• Texto mostrado:
Venezuela ha vivido muchos disparates y horrores en el transcurso de los veinte años de humillación revolucionaria. Tanto así que se ha vuelto difícil recordarlo todo. A pesar de ello, hay ciertos tipos de eventos que quedan fijados en la memoria colectiva por cuanto atañen al meollo de nuestro ser. Estos son los mismos que nos hacen retroceder en asco, arder en indignación y lamentar en silencio. Estos son los que, los vivamos o lo presenciemos, tocan la consciencia universal de la humanidad. Estos son nada más y nada menos que las vejaciones supremas, las humillaciones a las cuales nadie debería estar sujeto en el siglo XXI.
Como se dijo en el párrafo anterior, en la tragedia venezolana ha corrido mucha agua bajo el puente. Hemos visto de todo: inmolación por huelgas de hambre, violaciones por efectivos de seguridad, torturas, muerte, la desolación de la mengua y la enfermedad, entre otras abominaciones. Así las cosas, nuestro país ha degenerado en una suerte de coliseo perverso en que lo que rige es el imperativo “sálvese quien pueda”.
Cuando se vive en un coliseo llega a ser normal la adaptación a los altos grados de violencia, pero el conocimiento abstracto del horror y el presenciarlo en vivo y en directo, sin tapujos, sin cinismo, sin recursos humorísticos que puedan ayudarnos, son situaciones completamente distintas. En la primera permanecemos, de una forma u otra, pasivos e indolentes, mientras que en la segunda surge en nosotros el ímpetu hacia la reacción, el reconcomio hacia la injusticia, los tratos crueles y la miseria inaceptable.
Es el segundo caso que genera en el imaginario colectivo los símbolos más emblemáticos; aquellos representantes por consenso del martirio y la lucha incesante entre el bien y el mal. Lo que le sucedió al diputado Juan Requesens bajo las manos del régimen, ser torturado, expuesto a químicos que condujeron a que no pudiese contener sus necesidades fisiológicas y a cuantos maltratos aún no conocemos, es uno de ellos. Su aprisionamiento y abuso son la fotografía más reciente de la malevolencia de la tiranía; ese mal en que no podemos pensar siempre porque fuese inaguantable.

• Datos a continuación:
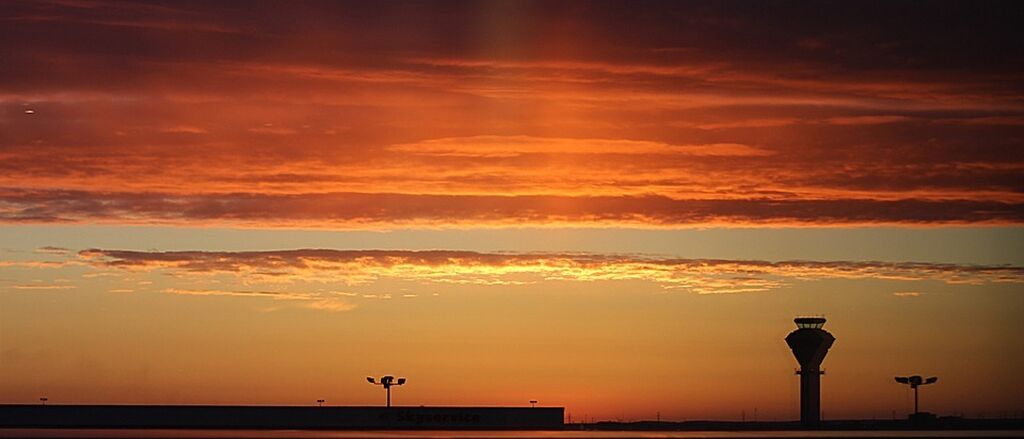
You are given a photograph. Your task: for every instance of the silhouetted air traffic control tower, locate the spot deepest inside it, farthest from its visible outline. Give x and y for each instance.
(810, 344)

• Problema por resolver:
Copia sin cambios el tramo del artículo sobre Venezuela que va desde "Es el segundo" hasta "porque fuese inaguantable.".

• Área de respuesta:
Es el segundo caso que genera en el imaginario colectivo los símbolos más emblemáticos; aquellos representantes por consenso del martirio y la lucha incesante entre el bien y el mal. Lo que le sucedió al diputado Juan Requesens bajo las manos del régimen, ser torturado, expuesto a químicos que condujeron a que no pudiese contener sus necesidades fisiológicas y a cuantos maltratos aún no conocemos, es uno de ellos. Su aprisionamiento y abuso son la fotografía más reciente de la malevolencia de la tiranía; ese mal en que no podemos pensar siempre porque fuese inaguantable.